▶ _Given problem_:
The data below needs to be returned exactly, line for line.

▶ _Excerpted records_:
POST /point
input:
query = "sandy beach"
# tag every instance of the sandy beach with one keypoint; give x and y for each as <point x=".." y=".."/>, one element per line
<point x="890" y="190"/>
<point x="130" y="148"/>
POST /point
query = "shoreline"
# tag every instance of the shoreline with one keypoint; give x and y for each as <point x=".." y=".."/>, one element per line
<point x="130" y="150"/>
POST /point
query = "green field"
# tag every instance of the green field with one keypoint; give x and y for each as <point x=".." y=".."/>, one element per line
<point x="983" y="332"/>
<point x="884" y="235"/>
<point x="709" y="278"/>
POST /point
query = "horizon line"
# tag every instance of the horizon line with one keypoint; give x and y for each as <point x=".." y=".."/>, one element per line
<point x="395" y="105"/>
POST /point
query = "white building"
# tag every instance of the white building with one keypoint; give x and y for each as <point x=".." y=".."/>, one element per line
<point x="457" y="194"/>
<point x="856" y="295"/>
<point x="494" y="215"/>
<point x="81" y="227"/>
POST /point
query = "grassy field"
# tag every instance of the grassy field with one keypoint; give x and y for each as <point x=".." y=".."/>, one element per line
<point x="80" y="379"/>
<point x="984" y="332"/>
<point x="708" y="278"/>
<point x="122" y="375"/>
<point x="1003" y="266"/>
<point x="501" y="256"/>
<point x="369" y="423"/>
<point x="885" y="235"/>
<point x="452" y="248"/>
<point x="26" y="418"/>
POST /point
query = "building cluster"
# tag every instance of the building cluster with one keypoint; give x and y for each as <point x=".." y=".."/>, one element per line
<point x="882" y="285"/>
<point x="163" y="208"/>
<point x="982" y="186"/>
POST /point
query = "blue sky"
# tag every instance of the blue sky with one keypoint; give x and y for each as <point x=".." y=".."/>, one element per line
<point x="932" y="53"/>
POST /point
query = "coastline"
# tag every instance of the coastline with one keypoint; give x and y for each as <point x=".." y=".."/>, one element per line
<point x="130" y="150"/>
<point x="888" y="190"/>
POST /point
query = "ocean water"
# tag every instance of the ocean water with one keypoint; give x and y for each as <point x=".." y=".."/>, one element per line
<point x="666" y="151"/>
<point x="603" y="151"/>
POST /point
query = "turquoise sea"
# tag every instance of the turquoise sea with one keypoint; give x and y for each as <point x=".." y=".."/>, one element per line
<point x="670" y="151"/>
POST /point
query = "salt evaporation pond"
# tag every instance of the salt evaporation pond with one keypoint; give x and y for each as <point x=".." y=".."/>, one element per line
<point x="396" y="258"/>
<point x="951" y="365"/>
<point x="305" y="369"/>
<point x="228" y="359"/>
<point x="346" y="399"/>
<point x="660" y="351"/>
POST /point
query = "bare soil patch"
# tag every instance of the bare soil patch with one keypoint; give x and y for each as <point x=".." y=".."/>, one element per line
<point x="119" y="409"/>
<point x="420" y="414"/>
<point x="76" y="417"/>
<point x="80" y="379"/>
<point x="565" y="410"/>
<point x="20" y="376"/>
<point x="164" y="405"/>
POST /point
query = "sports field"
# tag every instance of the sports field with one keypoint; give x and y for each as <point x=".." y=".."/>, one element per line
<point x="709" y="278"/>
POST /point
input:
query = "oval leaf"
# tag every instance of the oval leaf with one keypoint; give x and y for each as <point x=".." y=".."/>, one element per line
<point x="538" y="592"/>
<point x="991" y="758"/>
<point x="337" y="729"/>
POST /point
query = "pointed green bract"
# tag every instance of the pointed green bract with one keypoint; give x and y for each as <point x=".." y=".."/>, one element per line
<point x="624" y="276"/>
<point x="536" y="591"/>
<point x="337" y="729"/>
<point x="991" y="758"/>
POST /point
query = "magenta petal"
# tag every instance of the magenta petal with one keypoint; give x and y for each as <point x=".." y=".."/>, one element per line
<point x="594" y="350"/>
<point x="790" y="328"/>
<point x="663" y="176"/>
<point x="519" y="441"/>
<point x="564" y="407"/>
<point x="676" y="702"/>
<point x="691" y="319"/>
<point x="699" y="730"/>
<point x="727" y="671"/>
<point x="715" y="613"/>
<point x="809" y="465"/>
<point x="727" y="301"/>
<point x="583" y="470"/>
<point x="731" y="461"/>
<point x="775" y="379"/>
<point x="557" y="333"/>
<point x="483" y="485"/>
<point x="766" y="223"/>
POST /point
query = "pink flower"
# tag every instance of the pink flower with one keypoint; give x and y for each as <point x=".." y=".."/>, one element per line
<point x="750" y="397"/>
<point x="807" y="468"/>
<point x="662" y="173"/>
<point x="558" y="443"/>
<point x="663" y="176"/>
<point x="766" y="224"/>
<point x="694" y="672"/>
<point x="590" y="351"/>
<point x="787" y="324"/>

▶ _Final answer_:
POST /point
input:
query = "sandy beach"
# tag every instance of the sandy beach with one keypoint; give x and y for each as <point x=".." y=".."/>, one element per line
<point x="890" y="190"/>
<point x="130" y="148"/>
POST /point
query = "shoreline"
# tag every instance of the shoreline with one keypoint; give x and y for each as <point x=".." y=".."/>, one element per line
<point x="130" y="150"/>
POST /point
query = "green field"
# tag every instance of the green field with one keypoint; give x and y for each as <point x=".." y=".."/>, one element per line
<point x="983" y="332"/>
<point x="884" y="235"/>
<point x="709" y="278"/>
POST /point
query = "horizon line"
# tag every instance of the horizon line with one keypoint; give x and y for each as <point x=".." y=".."/>, one element per line
<point x="395" y="105"/>
POST /point
query = "white building"
# tag every instance of the white building with one keypoint; give x and y for each as <point x=".." y=".."/>, one element per line
<point x="457" y="194"/>
<point x="856" y="295"/>
<point x="494" y="215"/>
<point x="81" y="227"/>
POST /point
query = "grassy field"
# tag every instance of the grassy field with one keypoint; give x and y for each as <point x=".." y=".."/>, one element per line
<point x="80" y="379"/>
<point x="984" y="332"/>
<point x="708" y="278"/>
<point x="122" y="375"/>
<point x="1003" y="266"/>
<point x="501" y="256"/>
<point x="369" y="423"/>
<point x="885" y="235"/>
<point x="452" y="248"/>
<point x="26" y="418"/>
POST /point
query = "building cluster"
# tag every instance of the building cluster with one keypoint; give x and y for each as <point x=".." y=".."/>, one element per line
<point x="882" y="285"/>
<point x="163" y="208"/>
<point x="982" y="186"/>
POST /point
query = "blue sky"
# tag every instance of the blue sky with one keypoint; give x and y for each as <point x=".." y=".."/>, one element per line
<point x="932" y="53"/>
POST /point
query = "coastline"
# tag every instance of the coastline with one keypoint; give x and y for each as <point x=".." y=".."/>, one element per line
<point x="130" y="150"/>
<point x="888" y="190"/>
POST /point
query = "ocean water"
# tag every instance of the ocean water with one keypoint; give x and y for each as <point x=".." y=".."/>, one element per line
<point x="666" y="151"/>
<point x="603" y="151"/>
POST /point
query = "turquoise sea"
# tag every instance of the turquoise sea with one keypoint; give x and y for each as <point x=".." y=".."/>, one element per line
<point x="670" y="151"/>
POST /point
query = "salt evaporation pond"
# tag every instance of the salt evaporation pond with one keypoint; give x and y for each as <point x=".." y=".."/>, one element per line
<point x="396" y="258"/>
<point x="951" y="365"/>
<point x="305" y="369"/>
<point x="228" y="359"/>
<point x="346" y="399"/>
<point x="660" y="351"/>
POST /point
query = "bare soil patch"
# tag every instance of the bare soil patch with one keypoint; give x and y for each as <point x=".." y=".."/>, one element per line
<point x="119" y="409"/>
<point x="420" y="414"/>
<point x="76" y="417"/>
<point x="80" y="379"/>
<point x="565" y="410"/>
<point x="20" y="376"/>
<point x="164" y="405"/>
POST /point
query = "sports field"
# tag every instance of the sports field with one keypoint; give x and y for each as <point x=".." y=".."/>, one element per line
<point x="709" y="278"/>
POST /point
input:
query = "oval leaf"
# tag every instance of the oval leaf with one keypoint; give x and y for each as <point x=".." y=".."/>, one element per line
<point x="538" y="592"/>
<point x="991" y="758"/>
<point x="337" y="729"/>
POST /point
query = "pointed green bract"
# tag every instance of the pointed green bract with one keypoint; give x and y for each as <point x=".." y=".."/>, one element per line
<point x="624" y="276"/>
<point x="536" y="591"/>
<point x="337" y="729"/>
<point x="991" y="758"/>
POST /point
query = "magenta petal"
# tag every instance of the magenta petal with one keypoint; give x and y for each as <point x=".." y=".."/>, one element per line
<point x="594" y="350"/>
<point x="790" y="328"/>
<point x="663" y="176"/>
<point x="519" y="441"/>
<point x="564" y="407"/>
<point x="676" y="702"/>
<point x="691" y="319"/>
<point x="699" y="730"/>
<point x="727" y="671"/>
<point x="715" y="613"/>
<point x="809" y="465"/>
<point x="727" y="301"/>
<point x="583" y="470"/>
<point x="731" y="461"/>
<point x="775" y="379"/>
<point x="557" y="333"/>
<point x="483" y="485"/>
<point x="766" y="223"/>
POST /point
query = "pink flower"
# tag every instance of the pink flower with one keypoint; give x and y for each as <point x=".." y=".."/>, one element per line
<point x="750" y="397"/>
<point x="807" y="468"/>
<point x="662" y="173"/>
<point x="558" y="443"/>
<point x="663" y="176"/>
<point x="766" y="224"/>
<point x="694" y="672"/>
<point x="590" y="351"/>
<point x="787" y="324"/>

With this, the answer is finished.